▶ **Input material**
'''

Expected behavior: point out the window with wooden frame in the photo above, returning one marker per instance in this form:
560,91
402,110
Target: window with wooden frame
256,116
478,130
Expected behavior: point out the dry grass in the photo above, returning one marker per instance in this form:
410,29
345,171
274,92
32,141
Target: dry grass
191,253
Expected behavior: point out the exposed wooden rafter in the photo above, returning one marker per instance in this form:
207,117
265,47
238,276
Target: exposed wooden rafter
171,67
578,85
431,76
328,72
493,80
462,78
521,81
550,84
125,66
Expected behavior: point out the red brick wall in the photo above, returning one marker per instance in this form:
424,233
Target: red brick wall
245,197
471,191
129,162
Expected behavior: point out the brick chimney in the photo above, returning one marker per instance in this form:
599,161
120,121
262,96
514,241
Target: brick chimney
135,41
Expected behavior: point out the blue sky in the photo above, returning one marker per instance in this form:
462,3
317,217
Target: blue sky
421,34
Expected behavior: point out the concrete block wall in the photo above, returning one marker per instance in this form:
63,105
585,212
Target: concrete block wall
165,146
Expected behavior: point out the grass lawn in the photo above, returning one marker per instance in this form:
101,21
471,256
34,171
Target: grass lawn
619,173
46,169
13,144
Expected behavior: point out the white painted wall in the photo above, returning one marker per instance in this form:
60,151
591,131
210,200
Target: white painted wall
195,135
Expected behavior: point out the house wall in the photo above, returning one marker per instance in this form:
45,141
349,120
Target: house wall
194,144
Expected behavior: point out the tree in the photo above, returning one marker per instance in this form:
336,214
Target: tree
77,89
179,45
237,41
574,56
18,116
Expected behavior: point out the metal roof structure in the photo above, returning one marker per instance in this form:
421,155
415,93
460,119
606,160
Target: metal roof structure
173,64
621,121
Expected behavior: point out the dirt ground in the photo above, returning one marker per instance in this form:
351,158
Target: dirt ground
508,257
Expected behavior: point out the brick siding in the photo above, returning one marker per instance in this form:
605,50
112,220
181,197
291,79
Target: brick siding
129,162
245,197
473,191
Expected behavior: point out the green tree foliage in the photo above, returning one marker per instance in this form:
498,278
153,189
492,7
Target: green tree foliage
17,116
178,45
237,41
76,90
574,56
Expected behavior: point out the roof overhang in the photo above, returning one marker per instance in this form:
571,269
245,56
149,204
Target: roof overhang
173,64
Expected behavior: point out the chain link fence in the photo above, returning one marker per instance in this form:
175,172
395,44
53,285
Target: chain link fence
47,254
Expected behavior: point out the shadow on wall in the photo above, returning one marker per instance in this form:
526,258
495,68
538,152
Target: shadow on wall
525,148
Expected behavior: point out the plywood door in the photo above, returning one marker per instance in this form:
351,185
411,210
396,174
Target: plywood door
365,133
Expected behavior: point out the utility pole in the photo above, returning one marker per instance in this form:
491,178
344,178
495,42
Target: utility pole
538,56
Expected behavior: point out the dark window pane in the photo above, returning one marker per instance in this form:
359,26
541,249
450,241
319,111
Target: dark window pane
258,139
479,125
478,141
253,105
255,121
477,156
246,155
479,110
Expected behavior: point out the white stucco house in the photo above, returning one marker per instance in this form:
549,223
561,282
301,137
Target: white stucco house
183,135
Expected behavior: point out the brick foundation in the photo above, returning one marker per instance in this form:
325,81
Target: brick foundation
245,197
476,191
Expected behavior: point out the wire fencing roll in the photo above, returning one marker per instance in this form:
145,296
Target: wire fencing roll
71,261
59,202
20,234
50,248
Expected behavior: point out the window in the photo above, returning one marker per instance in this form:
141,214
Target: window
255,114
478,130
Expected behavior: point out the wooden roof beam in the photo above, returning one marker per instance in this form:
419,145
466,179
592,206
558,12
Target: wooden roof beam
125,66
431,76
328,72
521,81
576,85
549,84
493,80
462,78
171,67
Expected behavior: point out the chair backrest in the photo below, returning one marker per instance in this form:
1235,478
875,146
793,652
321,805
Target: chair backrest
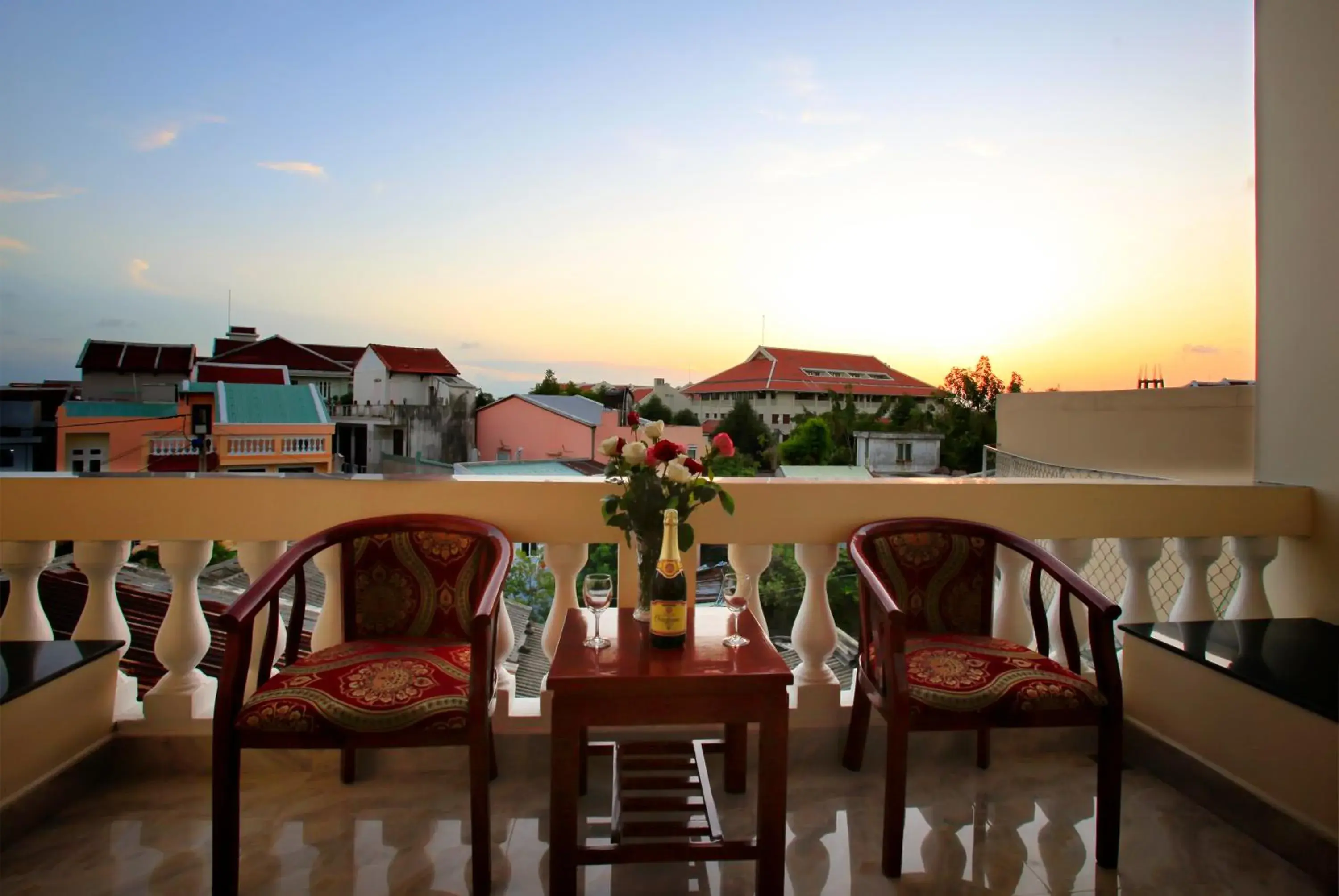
940,575
417,577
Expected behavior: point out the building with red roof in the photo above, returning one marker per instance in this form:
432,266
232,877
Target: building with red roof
785,382
121,371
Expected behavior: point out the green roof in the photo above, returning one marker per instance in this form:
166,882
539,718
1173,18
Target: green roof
517,468
121,409
266,403
803,472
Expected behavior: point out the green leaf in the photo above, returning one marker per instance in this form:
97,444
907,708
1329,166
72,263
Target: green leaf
685,536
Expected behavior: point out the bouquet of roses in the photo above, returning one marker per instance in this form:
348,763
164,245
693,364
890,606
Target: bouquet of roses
658,475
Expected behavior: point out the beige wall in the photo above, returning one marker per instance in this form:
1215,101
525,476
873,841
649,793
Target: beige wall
1180,433
1285,755
1298,286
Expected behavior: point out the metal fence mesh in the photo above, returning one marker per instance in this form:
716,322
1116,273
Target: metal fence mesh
1106,571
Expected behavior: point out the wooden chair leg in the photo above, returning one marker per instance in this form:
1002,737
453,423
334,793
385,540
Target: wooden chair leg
1109,759
481,828
227,817
859,730
895,799
493,755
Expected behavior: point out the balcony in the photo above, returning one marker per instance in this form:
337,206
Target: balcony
1023,827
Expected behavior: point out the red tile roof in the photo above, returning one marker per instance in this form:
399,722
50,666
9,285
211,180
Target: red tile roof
276,350
792,370
215,373
399,359
101,357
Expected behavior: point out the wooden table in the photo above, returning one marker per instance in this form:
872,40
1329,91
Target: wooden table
632,684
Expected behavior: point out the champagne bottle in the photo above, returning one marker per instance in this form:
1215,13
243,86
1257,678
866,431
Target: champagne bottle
670,591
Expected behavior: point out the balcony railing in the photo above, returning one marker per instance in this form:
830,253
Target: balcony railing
102,515
173,446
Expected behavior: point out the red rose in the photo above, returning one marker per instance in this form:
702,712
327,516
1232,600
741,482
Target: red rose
665,451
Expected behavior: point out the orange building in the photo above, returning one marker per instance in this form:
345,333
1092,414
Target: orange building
254,429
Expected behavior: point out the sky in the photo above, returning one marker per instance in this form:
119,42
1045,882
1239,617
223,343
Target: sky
623,193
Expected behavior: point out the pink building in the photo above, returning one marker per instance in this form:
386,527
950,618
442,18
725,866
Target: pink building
537,427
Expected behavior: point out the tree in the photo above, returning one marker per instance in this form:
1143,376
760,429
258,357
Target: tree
978,389
811,442
548,386
654,409
749,433
686,418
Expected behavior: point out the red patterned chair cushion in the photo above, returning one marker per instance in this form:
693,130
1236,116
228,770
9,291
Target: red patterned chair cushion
940,582
993,677
365,688
416,585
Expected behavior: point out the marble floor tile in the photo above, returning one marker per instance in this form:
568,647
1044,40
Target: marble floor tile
1026,827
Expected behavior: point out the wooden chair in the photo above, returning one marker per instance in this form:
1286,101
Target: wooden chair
421,598
928,662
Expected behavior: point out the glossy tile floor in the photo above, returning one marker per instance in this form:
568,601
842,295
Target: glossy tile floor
1025,827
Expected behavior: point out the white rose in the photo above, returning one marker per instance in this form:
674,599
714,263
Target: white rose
635,453
677,472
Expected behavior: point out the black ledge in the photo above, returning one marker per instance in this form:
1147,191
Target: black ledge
1294,660
26,666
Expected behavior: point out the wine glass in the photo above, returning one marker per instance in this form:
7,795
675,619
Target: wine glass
736,599
598,590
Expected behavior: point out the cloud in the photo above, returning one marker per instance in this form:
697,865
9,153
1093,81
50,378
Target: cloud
790,162
306,169
982,149
796,75
138,270
168,134
35,196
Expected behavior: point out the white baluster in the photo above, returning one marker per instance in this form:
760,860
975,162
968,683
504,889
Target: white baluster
1074,554
1013,621
1137,599
102,619
749,563
330,622
815,633
184,692
1193,603
564,562
23,562
1254,554
256,558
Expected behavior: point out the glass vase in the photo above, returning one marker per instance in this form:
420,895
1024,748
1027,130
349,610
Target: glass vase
649,554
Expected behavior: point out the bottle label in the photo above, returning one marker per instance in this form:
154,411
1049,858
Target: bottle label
669,618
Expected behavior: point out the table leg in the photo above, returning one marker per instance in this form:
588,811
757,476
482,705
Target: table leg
772,796
563,804
584,760
737,757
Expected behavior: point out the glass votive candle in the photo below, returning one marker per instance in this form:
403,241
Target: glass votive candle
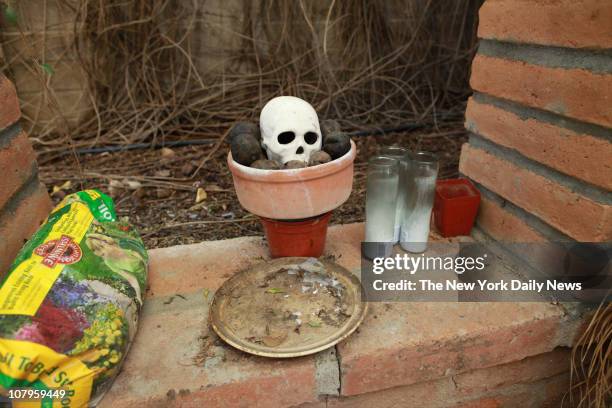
401,155
420,178
381,201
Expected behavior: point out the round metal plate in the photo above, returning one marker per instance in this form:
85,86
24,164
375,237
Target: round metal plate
248,304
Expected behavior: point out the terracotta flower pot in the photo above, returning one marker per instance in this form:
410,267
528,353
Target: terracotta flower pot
297,238
455,206
297,193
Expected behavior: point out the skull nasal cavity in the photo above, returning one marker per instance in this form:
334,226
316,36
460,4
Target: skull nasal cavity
311,137
286,137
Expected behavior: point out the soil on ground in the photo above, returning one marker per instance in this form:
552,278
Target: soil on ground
170,205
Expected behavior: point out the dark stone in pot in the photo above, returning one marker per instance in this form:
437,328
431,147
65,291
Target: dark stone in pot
337,144
265,164
246,149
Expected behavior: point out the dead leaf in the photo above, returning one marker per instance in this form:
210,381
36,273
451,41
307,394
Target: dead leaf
275,291
314,323
201,195
132,184
274,341
163,193
187,169
167,152
162,173
115,187
64,186
213,187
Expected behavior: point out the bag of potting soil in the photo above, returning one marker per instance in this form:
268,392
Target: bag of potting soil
69,304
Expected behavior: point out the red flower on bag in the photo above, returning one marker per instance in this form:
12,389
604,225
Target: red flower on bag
56,328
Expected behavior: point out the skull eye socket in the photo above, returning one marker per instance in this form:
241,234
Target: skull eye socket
311,137
286,137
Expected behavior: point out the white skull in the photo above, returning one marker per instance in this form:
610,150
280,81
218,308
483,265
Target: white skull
289,129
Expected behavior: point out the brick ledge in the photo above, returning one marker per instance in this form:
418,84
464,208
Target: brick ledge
176,361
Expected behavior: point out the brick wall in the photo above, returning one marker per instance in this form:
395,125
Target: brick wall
540,120
24,202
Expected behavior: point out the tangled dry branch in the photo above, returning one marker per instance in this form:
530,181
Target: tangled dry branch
368,64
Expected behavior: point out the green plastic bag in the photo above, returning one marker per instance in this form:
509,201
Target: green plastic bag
70,302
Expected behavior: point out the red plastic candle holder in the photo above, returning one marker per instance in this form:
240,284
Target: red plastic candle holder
455,206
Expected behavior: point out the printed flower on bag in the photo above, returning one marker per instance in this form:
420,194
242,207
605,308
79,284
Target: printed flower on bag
69,294
58,329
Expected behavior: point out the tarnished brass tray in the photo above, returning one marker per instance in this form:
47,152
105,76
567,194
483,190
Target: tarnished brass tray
288,307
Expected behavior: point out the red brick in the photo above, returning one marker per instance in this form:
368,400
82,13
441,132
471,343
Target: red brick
409,343
576,154
17,226
557,392
9,104
16,162
529,370
181,268
176,361
572,213
491,386
503,225
565,23
576,93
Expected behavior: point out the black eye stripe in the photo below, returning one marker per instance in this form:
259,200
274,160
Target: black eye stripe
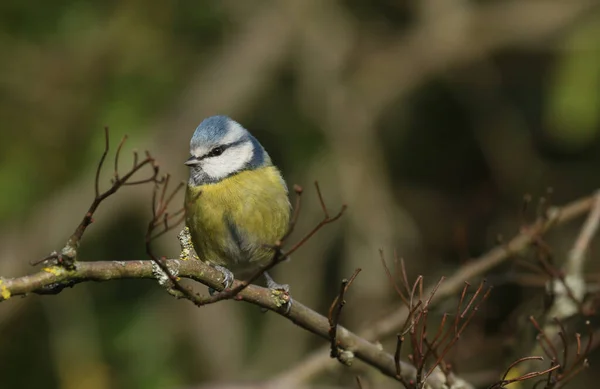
215,152
218,150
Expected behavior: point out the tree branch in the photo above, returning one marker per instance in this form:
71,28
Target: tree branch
319,360
53,279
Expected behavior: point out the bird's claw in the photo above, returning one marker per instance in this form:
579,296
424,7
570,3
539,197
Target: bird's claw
227,279
280,292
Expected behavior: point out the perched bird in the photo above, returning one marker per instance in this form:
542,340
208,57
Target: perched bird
236,202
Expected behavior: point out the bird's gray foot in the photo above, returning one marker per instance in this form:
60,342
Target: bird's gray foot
227,279
280,292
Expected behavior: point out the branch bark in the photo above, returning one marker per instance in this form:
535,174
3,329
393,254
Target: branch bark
53,279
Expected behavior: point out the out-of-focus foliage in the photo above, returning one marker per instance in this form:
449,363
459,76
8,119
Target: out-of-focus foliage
433,149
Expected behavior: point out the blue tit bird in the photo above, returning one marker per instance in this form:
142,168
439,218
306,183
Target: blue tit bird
236,201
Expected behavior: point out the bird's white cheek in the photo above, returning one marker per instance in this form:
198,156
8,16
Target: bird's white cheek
231,161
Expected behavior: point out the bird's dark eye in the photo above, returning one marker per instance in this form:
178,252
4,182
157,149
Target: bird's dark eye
216,151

'''

Repeat exactly the lines from the one containing "Target: bird's white cheek" to the end of the records.

Target: bird's white cheek
231,161
Expected behavior: point out the bird's dark eye in the photo above, returning one marker per instance in this form:
178,252
4,182
157,149
Target: bird's dark eye
216,151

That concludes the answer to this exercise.